Assigned task. After locating the line with "Work under these", reproduce that line and every one following it exactly, up to the end of the entries.

Referring expression data.
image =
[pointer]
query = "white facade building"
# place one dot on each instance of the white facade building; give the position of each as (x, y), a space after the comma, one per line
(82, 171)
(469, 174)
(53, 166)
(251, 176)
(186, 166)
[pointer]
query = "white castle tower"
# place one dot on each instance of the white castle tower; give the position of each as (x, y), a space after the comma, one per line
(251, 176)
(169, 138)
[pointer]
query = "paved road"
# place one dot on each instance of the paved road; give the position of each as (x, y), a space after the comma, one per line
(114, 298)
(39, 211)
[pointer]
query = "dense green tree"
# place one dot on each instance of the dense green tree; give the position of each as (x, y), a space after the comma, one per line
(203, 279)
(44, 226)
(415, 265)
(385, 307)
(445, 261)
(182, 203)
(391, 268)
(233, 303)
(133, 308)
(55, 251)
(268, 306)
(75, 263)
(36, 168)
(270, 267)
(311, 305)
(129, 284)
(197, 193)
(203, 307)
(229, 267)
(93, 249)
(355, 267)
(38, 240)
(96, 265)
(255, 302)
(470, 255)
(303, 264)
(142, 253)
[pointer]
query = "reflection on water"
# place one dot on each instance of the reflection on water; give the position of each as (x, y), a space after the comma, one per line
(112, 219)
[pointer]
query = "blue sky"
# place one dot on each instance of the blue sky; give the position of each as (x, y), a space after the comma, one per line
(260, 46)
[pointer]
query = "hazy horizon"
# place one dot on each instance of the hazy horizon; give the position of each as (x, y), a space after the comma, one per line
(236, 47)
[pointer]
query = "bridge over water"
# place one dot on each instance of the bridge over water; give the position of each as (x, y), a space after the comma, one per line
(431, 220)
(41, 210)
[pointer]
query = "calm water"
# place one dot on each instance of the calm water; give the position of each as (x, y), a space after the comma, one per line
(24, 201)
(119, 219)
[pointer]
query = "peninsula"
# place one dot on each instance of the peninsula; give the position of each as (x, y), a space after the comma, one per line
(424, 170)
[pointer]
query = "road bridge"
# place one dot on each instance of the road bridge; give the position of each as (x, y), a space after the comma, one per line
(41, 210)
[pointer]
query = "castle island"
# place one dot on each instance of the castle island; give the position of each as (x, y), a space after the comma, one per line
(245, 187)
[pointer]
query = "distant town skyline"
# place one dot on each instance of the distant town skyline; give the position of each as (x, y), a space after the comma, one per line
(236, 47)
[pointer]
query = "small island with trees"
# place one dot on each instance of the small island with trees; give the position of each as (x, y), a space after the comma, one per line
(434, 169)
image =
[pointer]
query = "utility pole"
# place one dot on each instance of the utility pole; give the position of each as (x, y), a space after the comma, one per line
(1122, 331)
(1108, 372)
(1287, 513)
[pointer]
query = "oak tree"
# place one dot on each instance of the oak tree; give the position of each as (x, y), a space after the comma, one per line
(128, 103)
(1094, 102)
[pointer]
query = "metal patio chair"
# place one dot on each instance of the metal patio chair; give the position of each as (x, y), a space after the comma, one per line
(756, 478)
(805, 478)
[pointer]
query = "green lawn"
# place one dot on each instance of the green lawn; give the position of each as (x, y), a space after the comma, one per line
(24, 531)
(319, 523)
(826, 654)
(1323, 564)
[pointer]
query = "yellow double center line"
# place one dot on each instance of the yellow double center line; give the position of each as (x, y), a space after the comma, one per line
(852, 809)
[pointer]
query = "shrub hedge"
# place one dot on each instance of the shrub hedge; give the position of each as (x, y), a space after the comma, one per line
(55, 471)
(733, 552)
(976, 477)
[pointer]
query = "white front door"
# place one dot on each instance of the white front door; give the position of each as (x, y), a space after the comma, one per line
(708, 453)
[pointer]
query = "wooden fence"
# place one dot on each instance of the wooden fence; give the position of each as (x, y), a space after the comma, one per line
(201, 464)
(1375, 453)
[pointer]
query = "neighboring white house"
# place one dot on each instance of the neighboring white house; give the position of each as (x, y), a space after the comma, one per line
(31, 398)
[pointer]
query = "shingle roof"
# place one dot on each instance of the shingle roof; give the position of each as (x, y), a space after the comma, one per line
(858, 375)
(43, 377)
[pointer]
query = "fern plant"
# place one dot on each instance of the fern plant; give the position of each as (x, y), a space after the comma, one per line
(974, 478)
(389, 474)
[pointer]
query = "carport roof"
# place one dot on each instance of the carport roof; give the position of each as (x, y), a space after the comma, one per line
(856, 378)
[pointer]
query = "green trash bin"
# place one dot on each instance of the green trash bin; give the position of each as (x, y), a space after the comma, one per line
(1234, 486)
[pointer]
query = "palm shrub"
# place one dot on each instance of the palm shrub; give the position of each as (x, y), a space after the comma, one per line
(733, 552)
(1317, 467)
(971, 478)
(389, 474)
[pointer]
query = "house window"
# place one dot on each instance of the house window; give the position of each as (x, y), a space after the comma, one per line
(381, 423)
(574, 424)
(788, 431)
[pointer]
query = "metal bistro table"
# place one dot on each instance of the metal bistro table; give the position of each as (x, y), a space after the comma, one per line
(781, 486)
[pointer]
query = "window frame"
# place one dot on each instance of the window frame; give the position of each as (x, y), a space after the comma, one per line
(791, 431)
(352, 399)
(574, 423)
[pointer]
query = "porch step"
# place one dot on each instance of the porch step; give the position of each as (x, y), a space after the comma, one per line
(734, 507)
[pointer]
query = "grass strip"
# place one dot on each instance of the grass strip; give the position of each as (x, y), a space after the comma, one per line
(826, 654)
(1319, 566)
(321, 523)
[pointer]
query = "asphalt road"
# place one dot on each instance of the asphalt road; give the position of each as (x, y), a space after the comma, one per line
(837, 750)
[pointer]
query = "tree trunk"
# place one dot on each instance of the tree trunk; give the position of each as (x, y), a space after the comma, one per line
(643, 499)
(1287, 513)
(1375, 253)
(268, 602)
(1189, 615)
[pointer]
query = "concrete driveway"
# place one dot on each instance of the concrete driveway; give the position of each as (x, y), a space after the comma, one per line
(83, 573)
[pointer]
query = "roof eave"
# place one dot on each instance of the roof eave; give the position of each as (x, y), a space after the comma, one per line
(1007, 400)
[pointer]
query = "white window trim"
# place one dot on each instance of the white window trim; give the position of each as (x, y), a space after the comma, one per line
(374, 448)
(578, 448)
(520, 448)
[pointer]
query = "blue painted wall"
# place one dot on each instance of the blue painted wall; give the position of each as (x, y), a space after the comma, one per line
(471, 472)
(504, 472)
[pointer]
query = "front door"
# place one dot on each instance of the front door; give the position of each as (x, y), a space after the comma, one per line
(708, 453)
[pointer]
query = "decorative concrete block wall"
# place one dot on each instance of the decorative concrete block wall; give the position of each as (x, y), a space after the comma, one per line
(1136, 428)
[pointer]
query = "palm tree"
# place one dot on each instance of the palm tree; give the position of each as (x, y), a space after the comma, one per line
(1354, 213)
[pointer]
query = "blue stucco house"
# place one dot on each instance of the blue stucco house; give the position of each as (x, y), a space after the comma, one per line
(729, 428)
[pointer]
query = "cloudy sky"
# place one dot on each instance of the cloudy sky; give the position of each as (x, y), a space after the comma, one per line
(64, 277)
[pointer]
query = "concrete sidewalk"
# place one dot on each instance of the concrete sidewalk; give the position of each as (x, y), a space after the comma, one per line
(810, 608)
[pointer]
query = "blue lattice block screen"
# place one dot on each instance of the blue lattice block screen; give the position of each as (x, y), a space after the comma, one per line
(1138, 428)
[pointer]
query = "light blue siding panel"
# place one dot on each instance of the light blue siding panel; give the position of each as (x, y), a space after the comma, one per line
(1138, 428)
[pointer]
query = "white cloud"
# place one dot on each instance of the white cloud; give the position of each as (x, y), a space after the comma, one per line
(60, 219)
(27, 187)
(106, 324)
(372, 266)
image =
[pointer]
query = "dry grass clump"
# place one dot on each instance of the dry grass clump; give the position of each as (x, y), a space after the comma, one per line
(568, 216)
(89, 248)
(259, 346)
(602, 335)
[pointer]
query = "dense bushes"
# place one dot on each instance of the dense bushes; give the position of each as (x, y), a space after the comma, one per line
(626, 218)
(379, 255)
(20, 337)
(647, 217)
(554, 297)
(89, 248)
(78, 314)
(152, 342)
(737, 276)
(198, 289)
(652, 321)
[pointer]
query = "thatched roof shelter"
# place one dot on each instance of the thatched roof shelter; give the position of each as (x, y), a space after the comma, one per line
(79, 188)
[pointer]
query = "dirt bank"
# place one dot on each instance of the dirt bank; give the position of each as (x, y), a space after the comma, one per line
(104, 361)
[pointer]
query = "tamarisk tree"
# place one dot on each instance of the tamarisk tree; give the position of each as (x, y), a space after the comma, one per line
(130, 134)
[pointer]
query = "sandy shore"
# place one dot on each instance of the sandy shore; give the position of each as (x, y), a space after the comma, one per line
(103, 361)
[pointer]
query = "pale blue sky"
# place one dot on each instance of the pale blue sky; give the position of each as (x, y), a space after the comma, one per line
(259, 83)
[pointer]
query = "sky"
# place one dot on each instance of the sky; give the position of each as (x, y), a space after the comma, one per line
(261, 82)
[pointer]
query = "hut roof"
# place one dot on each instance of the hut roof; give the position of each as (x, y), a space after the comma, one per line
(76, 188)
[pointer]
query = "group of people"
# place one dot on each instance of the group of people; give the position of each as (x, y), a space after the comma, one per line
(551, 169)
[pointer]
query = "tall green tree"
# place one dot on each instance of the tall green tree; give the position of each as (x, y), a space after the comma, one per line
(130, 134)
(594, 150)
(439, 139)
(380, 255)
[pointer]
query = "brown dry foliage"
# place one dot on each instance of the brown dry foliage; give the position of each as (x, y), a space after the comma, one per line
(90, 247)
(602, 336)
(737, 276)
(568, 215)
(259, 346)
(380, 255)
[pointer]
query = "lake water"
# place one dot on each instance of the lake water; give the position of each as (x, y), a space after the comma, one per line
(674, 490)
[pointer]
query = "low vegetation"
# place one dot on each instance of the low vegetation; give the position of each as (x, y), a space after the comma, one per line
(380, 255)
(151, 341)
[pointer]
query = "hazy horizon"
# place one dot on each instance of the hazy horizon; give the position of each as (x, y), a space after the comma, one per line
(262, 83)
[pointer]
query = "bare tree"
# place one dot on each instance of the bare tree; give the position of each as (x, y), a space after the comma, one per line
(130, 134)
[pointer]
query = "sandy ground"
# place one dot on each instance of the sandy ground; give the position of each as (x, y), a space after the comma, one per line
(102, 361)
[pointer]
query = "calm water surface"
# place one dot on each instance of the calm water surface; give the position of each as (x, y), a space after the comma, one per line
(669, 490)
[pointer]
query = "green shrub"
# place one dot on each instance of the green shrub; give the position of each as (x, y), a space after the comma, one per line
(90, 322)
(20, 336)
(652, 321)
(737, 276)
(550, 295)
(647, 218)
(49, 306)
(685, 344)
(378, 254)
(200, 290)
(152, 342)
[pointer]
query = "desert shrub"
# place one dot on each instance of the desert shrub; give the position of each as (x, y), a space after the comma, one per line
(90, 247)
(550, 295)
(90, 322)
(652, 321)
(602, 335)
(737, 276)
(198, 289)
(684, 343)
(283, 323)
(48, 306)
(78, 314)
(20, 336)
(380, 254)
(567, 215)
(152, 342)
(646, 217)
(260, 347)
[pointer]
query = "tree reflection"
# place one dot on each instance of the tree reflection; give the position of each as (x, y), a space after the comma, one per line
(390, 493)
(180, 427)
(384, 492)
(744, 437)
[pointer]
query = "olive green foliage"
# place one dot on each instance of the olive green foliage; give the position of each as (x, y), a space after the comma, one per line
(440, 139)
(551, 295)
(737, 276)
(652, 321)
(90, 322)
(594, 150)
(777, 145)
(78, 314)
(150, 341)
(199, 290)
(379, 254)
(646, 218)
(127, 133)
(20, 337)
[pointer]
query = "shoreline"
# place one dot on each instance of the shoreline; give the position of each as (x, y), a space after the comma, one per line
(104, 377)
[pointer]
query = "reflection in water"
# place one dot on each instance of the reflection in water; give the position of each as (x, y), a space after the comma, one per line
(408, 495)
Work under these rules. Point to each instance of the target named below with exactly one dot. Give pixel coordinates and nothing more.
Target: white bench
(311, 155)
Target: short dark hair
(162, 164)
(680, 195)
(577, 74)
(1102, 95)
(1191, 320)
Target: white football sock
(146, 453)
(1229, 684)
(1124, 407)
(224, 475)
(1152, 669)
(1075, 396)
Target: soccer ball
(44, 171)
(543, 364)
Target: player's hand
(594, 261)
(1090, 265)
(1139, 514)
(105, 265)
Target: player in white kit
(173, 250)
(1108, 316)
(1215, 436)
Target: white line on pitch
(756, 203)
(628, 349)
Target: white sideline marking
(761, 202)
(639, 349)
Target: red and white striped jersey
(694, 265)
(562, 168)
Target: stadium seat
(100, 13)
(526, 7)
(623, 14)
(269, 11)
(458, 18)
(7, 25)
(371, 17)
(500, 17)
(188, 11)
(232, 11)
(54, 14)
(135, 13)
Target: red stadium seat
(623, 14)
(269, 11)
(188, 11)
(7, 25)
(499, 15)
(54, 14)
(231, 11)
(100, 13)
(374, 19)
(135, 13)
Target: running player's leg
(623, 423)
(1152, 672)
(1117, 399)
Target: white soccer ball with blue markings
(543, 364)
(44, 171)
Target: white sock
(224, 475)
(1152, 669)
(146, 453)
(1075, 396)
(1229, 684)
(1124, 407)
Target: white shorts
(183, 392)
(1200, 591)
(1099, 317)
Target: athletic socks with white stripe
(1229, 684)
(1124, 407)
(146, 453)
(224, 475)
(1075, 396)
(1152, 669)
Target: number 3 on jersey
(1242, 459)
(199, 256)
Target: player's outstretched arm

Output for this exercise.
Work under these rules. Point to each instance of the target named below with exactly one dot. Give pixel coordinates and nothing more.
Target: white bench
(311, 155)
Target: short dark hair
(162, 164)
(680, 195)
(577, 74)
(1102, 95)
(1191, 320)
Target: white football sock
(146, 453)
(1229, 684)
(1124, 407)
(224, 475)
(1152, 669)
(1075, 396)
Target: soccer ball
(44, 171)
(543, 364)
Target: player's hand
(594, 261)
(1090, 265)
(1139, 514)
(105, 265)
Target: player in white kit
(173, 250)
(1108, 316)
(1215, 436)
Target: white line on pitch
(756, 203)
(628, 349)
Target: white sideline marking
(761, 202)
(639, 349)
Target: red and white striped jersey
(694, 265)
(562, 168)
Target: stadium seat
(100, 13)
(526, 7)
(623, 14)
(269, 11)
(458, 18)
(7, 25)
(371, 17)
(500, 17)
(188, 11)
(232, 11)
(54, 14)
(135, 13)
Target: red stadium seat
(623, 14)
(269, 11)
(188, 11)
(7, 25)
(499, 15)
(54, 14)
(231, 11)
(100, 13)
(374, 19)
(135, 13)
Target: running player's leg
(623, 423)
(1152, 672)
(1117, 399)
Target: white soccer ball with blue markings
(543, 364)
(44, 171)
Target: white sock
(224, 475)
(1152, 669)
(146, 453)
(1075, 396)
(1229, 684)
(1124, 407)
Target: white shorts
(183, 392)
(1200, 591)
(1099, 317)
Target: athletic socks with white stripe
(1229, 684)
(1124, 407)
(146, 453)
(224, 475)
(1075, 396)
(1152, 669)
Target: number 3 on jersey
(1242, 459)
(199, 256)
Target: player's outstretched arm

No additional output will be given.